» **Request**
Pick up the letter about music after its last sentence and continue writing it.

» **Provided passage**
[start]

That your petitioner hath been so far from improving his fortune, in the late damnable times, that he verily believes, and hath good reason to imagine, that if he had been master of an estate he had infallibly been plundered and sequestered.

Your petitioner, in consideration of his said merits and sufferings, humbly requests that he may have the place of receiver of the taxes, collector of the customs, clerk of the peace, deputy-lieutenant, or whatsoever else he shall be thought qualified for. And your petitioner shall ever pray, &c.

NO. 630, WEDNESDAY, DECEMBER 8, 1714.

Favete linguis

With mute attention wait.

HOR. Od. i. 1. 3. ver. 2.

HAVING no spare time to write any thing of my own, or to correct what is sent me by others, I have thought fit to publish the following letters.

'SIR,

Oxford, November 22.

IF you would be so kind to me, as to suspend that satisfaction, which the learned world must receive in reading one of your speculations, by publishing this endeavour, you will very much oblige and improve one, who has the boldness to hope that he may be admitted into the number of your correspondents.

'I have often wondered to hear men of good sense and good-nature profess a dislike to music, when at the same time they do not scruple to own that it has the most agreeable and improving influences over their minds : it seems to me an unhappy contradiction, that those persons should have an indifference for an art which raises in them such a variety of sublime pleasures.

[end]

» **Dataset rows**
[start]

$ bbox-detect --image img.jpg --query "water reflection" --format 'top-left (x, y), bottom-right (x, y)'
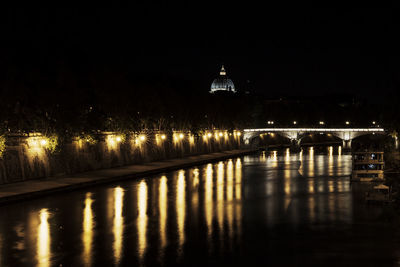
top-left (137, 180), bottom-right (147, 261)
top-left (0, 150), bottom-right (355, 266)
top-left (217, 162), bottom-right (225, 238)
top-left (82, 192), bottom-right (94, 266)
top-left (158, 175), bottom-right (168, 253)
top-left (37, 209), bottom-right (51, 267)
top-left (176, 170), bottom-right (186, 254)
top-left (204, 163), bottom-right (213, 242)
top-left (113, 186), bottom-right (124, 265)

[end]

» **Exercise output**
'However, though some few, by their own or the unreasonable prejudices of others, may be led into a distaste for those musical societies which are erected merely for entertainment, yet sure I may venture to say that no one can have the least reason for disaffection to that SOlemn kind of melody which consists of the praises of our Creator.

You have, I presume, already prevented me in an argument upon this occasion, which some divines have successfully advanced upon a much greater, that musical sacrifice and adoration has claimed a place in the laws and customs of the most different nations, as the Grecians and Romans of the profane, the Jews and Christians of the sacred world, did as unanimously agree in this as they disagreed in all other parts of their economy.

I know there are not wanting some who are of opinion that the pompous kind of music which is in use in foreign churches, is the most excellent, as it most affects our senses. But I am swayed by my judgment to the modesty which is observed in the musical part of our devotions. Methinks there is something very laudable in the custom of a voluntary before the first lesson; by this we are supposed to be prepared for the admission of those divine truths which we are shortly to receive. We are then to cast all worldly regards from off our hearts, all tumults within are then becalmed, and there should be nothing near the soul but peace and tranquillity. So that in this short office of praise, the man is raised above himself, and is almost lost already amidst the joys of futurity.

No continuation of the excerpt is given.